What to work on
A) Summarize the review of Industrial Society and its Future below in two sentences.
B) In the review of Industrial Society and its Future below, what is the "power process" said to be composed of?

Source excerpt
○ ○ ○ ○ ○ ○ ○

Luigi Mangione, the man alleged to have killed Brian Thompson, wrote a review of Ted Kaczynski's Industrial Society and its Future on Goodreads and this sparked a flurry of renewed interest in it so I thought I might add my two cents on the controversial piece. The manifesto is available on this very site and several other places. I'm just going to outline the work and my two major problems with it rather than exploring the whole thing and responding to every point.
Firstly, I want to say that the manifesto is well written. Kaczynski's incisive and compact style rapidly presents his thesis, marshals evidence in its favor, and answers objections. Having read political tracts whose authors seemed to believe they were being payed by the word I am glad for this. The sophistication of the language and arguments seem to operate right at the limit of the median English speaker's understanding which seems appropriate given it's intended effect.
The manifesto begins with a scathing criticism of modern leftism and society in general. Modern leftist are portrayed as willfully ineffectual and borderline masochistic in their political pursuits and general lifestyle. This is attributed to the stifling of the "power process" compelling the modern man to seek surrogate activities in a mostly ineffectual attempt to meet this psychological drive. The "power process" is composed of the serious expenditure of effort in the pursuit and attainment of ones goal and in premodern life was largely generated from simply remaining clothed and fed. According to the manifesto modern industrial life no longer calls for large expenditures of effort to satisfy basic needs which has drained life of its satisfaction. The remainder of the manifesto is an extensive extrapolation on these themes and what to do about it.

○ ○ ○ ○ ○ ○ ○

Given material
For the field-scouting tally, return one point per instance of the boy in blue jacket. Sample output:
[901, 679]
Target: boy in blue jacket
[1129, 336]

○ ○ ○ ○ ○ ○ ○

Task-by-task solutions
A) Prompted by renewed interest after Luigi Mangione, the man alleged to have killed Brian Thompson, reviewed Ted Kaczynski's Industrial Society and its Future on Goodreads, the reviewer outlines the manifesto and praises its incisive, compact writing. The manifesto opens with a scathing criticism of modern leftism and society, which it blames on a stifled "power process" because modern industrial life no longer calls for large expenditures of effort to satisfy basic needs.

B) The serious expenditure of effort in the pursuit and attainment of one's goal.